= GOAL OF THE EXERCISE =
Please copy, word for word, the rows that begin at the line containing "Given the above photograph, you need to locate the car headrest." and stop after the line containing "[550,447,821,479]". Include both of those lines and nothing else.

^^^^^^^^^^^^^^^^

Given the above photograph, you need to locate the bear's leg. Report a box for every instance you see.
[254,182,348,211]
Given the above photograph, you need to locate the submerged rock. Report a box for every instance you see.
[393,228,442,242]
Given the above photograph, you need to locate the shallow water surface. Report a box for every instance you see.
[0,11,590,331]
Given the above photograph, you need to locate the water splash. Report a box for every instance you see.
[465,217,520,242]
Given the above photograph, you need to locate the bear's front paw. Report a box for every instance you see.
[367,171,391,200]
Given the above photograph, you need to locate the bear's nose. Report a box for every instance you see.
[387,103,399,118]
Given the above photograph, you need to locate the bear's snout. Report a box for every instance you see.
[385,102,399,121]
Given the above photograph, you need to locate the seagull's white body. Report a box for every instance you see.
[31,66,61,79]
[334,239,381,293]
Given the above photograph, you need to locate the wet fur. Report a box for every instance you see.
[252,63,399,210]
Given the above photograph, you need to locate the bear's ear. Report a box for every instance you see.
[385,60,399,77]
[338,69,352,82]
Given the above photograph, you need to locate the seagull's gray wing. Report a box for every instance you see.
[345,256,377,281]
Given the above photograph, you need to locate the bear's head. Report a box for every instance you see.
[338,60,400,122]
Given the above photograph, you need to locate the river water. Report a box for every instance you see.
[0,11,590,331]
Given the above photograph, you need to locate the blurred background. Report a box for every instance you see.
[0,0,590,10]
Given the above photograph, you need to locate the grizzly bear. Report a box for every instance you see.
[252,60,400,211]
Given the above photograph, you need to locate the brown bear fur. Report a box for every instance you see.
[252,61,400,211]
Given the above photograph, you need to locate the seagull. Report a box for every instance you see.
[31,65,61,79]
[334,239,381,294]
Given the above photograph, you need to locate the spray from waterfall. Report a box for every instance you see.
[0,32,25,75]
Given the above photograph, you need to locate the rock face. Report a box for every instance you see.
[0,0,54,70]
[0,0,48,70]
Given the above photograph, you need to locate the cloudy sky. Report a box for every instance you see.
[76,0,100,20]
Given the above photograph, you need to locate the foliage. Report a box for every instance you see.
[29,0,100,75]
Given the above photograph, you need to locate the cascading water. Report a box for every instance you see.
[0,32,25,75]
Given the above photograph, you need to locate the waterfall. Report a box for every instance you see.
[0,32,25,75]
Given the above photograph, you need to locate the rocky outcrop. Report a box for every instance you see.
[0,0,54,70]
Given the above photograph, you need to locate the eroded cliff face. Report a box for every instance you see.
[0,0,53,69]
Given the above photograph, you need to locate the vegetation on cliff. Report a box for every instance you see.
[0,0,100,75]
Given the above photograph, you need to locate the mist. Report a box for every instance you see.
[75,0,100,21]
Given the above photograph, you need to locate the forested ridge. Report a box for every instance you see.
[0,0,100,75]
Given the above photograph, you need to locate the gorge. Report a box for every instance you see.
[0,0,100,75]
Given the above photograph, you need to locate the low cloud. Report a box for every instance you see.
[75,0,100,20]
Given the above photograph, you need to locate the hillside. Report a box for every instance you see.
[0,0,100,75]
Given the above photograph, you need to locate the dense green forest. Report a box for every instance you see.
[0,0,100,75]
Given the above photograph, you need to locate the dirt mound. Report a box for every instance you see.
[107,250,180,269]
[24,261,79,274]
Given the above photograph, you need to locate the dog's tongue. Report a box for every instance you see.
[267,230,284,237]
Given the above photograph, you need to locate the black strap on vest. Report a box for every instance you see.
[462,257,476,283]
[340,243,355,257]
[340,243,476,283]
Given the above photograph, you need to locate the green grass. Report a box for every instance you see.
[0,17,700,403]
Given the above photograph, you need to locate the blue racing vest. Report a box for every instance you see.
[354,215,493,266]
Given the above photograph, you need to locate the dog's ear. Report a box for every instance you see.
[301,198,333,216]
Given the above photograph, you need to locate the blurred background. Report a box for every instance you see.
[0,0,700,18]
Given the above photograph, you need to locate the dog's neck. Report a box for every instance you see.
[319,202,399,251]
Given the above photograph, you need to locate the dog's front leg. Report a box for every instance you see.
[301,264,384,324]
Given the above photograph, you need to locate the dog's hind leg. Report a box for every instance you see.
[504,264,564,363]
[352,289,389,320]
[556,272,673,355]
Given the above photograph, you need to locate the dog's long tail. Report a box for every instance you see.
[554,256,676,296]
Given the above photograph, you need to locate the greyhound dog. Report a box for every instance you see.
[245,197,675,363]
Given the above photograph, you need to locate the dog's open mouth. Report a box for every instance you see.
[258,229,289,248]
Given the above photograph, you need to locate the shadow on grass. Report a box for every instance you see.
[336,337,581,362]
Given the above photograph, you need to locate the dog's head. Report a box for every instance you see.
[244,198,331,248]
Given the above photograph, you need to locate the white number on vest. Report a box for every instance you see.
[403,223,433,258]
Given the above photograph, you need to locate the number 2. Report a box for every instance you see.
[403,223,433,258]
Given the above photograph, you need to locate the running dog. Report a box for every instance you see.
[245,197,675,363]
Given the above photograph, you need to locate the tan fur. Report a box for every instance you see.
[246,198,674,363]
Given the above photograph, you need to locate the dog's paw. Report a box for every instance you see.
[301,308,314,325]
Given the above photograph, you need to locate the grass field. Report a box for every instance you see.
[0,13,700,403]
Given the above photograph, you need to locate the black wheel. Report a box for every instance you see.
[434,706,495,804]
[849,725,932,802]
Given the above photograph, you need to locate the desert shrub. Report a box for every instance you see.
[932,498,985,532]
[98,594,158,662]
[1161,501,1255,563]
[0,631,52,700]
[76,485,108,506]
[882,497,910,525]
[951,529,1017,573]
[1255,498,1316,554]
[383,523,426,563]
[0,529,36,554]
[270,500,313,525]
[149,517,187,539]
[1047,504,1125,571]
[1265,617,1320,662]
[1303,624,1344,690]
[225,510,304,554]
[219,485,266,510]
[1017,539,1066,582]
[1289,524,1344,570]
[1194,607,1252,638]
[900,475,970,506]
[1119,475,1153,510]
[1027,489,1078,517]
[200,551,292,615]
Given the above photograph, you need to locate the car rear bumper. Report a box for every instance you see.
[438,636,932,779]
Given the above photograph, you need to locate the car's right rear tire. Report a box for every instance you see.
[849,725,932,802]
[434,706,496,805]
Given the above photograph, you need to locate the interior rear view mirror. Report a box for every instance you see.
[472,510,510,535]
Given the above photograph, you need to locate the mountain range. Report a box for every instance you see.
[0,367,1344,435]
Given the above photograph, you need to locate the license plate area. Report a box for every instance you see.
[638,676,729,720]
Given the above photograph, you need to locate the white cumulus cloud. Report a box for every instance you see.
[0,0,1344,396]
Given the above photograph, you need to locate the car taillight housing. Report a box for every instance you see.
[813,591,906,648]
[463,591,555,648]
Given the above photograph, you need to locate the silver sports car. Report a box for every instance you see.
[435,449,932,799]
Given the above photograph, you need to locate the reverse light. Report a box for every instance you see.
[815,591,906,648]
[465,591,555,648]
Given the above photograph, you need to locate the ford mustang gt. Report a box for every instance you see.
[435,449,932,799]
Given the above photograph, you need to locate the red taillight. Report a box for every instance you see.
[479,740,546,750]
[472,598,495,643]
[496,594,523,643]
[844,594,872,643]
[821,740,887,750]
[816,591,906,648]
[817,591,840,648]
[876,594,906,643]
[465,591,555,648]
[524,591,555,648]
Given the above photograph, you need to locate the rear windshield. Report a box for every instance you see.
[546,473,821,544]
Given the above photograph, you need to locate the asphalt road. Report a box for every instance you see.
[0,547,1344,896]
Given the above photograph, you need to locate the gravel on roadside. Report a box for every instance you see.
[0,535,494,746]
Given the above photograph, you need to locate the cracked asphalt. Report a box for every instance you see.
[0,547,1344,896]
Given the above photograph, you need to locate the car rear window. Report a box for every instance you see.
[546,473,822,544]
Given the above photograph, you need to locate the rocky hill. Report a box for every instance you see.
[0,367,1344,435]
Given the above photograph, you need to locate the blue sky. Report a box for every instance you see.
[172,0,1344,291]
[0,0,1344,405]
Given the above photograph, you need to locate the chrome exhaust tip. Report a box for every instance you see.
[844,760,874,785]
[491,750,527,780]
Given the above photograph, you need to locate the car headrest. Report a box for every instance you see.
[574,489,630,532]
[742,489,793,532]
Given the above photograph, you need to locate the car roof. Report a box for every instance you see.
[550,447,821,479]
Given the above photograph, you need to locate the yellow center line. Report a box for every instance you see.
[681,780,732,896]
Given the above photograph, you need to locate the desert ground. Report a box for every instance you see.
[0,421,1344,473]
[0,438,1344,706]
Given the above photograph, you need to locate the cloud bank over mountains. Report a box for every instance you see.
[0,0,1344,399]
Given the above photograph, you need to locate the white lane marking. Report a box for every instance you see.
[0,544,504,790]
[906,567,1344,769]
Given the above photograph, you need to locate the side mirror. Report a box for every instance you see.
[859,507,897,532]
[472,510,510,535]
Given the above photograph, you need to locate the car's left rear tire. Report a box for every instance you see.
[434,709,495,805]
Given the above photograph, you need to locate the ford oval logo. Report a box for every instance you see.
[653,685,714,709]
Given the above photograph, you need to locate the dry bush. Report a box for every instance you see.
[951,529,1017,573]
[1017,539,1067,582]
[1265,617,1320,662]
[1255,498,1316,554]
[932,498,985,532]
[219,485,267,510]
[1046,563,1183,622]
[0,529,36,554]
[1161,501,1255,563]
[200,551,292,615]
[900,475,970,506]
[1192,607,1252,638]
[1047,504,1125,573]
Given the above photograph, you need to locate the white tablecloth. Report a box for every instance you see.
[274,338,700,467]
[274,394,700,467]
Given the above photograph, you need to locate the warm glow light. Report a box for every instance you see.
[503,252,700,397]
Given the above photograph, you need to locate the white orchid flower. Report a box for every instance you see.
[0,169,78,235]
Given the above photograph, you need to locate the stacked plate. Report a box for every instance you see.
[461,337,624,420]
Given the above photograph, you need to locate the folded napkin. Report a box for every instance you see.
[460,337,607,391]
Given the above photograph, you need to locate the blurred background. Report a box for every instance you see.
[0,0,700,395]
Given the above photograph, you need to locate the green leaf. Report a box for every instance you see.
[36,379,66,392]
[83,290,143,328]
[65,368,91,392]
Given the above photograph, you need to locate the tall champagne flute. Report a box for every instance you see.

^^^^^^^^^^^^^^^^

= RESULT =
Given the above photograph, you need to locate the car headrest. Report a box for every instance you see.
[574,489,630,532]
[742,489,793,532]
Given the above photograph, you need to locate the car roof. Report a box for every instance you see.
[550,447,821,479]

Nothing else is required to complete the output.